The data analyzed in this paper were presented in public meetings and are found on the public website of the Canadian Nuclear Safety Commission as cited.
2. Interpretation of Rolled Joint Concentration Data
Consider the measured axial concentration profiles shown in
Figure 2 for the inlet and outlet rolled joint regions (IRJ and ORJ, respectively) for a tube in Darlington reactor, D3S13, after 25 years operating at full power (i.e., 25 Effective Full Power Years) [
8]. Overlaid on these profiles are six rectangles. Rectangle 1 (R1) shows concentrations at the ORJ stratified with the value at 6 o’clock on the bottom and 12 o’clock on the top, and 3 and 9 o’clock measurements between. This stratification is because the bottom temperature is higher than the top temperature because of flow bypass. The inside diameter of the tubes expands with time because irradiation, pressure and temperature induce creep. This diametral expansion is most evident at distances of about 1 m inboard from the outlet (i.e., 5 m from the inlet) where it reaches about 6% after 25 y. A consequence is that some coolant passes over the fuel bundles sitting on the pressure tube’s lower surface instead of going through the bundles where turbulent mixing results in a uniform temperature of the coolant. The result of diametral expansion is that the pressure tube at the outlet is slightly colder at 12 o’clock than at 6 o’clock. Hydrogen isotopes move to colder regions; thus, flow bypass causes stratification of concentrations of hydrogen isotopes in accord with a bottom–top temperature difference: i.e., the highest concentration is at the top where the temperature is lower. According to the stratification interpretation, even though the maximum flow bypass happens 1 m from the outlet, and the pressure tubes return to normal diameters before the outlet, and two more fuel bundles are in line before the rolled joint that will provide turbulent mixing, there remains a bottom–top temperature difference at the outlet, no doubt because of the fast coolant flow of 3 m/s.

#### Records supplied:

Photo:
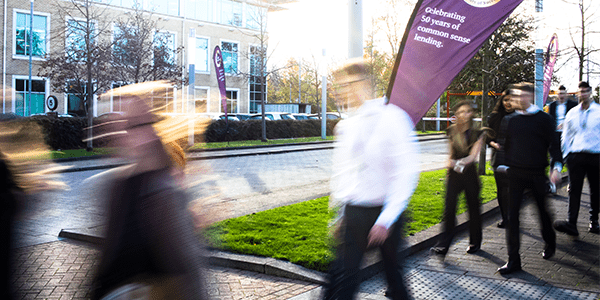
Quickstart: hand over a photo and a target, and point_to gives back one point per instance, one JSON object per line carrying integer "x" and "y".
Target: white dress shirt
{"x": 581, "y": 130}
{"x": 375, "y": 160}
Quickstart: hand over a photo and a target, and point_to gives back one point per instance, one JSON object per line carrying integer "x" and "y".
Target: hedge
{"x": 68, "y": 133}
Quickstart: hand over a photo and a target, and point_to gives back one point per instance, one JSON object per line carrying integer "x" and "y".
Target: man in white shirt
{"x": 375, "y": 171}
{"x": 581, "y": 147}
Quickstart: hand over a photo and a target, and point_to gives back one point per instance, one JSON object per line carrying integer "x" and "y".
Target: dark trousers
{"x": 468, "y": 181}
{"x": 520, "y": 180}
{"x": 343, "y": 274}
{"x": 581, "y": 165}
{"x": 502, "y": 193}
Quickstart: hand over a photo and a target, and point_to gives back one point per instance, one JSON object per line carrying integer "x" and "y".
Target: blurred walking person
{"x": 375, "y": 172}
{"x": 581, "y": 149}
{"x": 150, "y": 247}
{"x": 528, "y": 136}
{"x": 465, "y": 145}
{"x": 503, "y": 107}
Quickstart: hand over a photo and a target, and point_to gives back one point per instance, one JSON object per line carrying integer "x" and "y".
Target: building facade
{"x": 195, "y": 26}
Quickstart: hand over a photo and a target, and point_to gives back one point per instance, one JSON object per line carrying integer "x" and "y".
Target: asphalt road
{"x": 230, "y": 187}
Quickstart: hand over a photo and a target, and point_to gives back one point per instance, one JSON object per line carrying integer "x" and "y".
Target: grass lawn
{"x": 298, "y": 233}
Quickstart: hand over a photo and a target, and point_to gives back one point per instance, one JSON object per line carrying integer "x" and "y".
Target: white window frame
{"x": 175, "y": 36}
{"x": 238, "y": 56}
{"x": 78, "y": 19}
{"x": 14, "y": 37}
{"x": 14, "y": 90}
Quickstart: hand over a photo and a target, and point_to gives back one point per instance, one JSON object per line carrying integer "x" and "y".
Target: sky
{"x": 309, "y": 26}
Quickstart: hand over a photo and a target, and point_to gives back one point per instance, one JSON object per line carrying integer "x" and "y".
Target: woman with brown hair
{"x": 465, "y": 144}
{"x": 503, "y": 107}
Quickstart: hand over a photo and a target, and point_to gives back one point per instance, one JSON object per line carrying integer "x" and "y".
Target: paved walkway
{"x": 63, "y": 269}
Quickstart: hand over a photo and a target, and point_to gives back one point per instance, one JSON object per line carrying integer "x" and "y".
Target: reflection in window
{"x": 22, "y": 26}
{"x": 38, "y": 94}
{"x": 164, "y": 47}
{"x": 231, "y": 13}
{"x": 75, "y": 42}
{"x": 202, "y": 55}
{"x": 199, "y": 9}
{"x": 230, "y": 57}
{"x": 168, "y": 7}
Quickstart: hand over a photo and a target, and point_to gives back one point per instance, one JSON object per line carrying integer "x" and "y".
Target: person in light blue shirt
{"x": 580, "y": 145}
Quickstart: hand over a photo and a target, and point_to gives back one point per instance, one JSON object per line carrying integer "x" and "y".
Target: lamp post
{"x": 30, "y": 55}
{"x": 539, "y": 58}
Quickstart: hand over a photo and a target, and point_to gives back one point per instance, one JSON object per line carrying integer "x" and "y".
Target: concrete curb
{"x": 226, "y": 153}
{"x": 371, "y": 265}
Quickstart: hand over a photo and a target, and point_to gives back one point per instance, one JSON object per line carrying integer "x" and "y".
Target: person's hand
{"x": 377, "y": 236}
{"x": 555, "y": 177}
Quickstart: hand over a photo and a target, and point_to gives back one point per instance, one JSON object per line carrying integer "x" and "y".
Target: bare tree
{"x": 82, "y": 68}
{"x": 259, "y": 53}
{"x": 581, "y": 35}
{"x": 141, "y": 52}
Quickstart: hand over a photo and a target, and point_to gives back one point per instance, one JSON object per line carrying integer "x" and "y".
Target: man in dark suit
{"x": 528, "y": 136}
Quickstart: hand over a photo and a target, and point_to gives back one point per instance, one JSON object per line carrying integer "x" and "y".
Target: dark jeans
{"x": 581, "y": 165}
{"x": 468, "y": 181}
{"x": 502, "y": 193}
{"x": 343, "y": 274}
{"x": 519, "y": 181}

---

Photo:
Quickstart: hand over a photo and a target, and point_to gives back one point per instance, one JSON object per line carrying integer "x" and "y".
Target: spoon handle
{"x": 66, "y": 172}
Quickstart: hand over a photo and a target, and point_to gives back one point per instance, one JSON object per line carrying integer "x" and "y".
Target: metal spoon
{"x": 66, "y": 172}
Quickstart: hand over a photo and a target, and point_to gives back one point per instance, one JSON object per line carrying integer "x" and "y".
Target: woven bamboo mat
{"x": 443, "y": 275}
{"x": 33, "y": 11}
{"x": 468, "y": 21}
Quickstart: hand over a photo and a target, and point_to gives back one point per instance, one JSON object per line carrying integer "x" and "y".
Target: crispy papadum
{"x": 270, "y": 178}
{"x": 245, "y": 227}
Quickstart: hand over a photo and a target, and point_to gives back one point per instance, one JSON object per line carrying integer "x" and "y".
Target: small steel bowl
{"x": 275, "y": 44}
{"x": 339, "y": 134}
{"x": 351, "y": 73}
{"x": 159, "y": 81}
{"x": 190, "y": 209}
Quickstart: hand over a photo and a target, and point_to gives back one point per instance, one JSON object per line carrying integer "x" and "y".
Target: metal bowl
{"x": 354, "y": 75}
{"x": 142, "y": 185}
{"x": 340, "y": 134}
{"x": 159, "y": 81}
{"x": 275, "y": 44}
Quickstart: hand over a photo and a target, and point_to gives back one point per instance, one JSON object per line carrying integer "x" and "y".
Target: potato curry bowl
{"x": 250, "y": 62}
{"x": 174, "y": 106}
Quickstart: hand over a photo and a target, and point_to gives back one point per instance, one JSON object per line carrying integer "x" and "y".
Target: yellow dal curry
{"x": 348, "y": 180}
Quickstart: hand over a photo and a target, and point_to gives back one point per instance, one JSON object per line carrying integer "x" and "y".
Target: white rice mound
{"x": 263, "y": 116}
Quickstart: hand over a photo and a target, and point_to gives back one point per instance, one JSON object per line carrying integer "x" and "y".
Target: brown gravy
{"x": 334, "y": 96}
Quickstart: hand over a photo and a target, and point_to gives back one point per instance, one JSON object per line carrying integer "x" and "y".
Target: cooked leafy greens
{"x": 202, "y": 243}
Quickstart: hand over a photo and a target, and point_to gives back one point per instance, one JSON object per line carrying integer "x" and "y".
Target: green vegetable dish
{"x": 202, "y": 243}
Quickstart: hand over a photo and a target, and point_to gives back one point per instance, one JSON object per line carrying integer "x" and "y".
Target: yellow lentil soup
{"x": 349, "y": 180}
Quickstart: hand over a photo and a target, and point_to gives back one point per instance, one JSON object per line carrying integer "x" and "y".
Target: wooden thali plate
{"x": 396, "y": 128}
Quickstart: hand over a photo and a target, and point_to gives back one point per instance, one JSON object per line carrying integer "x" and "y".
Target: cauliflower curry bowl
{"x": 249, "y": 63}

* * *

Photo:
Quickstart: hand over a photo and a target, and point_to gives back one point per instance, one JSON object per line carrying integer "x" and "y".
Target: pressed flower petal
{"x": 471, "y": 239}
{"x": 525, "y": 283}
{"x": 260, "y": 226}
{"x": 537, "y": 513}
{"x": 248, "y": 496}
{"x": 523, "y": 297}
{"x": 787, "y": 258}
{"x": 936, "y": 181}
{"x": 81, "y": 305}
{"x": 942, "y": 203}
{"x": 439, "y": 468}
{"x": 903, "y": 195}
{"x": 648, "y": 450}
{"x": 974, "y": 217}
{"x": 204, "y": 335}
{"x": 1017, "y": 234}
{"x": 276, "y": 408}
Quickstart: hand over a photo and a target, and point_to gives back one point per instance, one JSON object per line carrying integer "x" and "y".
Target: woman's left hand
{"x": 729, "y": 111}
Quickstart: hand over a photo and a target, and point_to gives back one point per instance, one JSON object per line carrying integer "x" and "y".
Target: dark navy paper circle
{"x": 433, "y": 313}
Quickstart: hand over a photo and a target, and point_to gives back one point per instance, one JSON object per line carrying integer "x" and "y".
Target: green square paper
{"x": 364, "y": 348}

#### Instructions for the task:
In the text about rolled joint concentration data, how large does the tube's diametral expansion get about 1 m inboard from the outlet after 25 years?

#### Output for this task:
About 6%.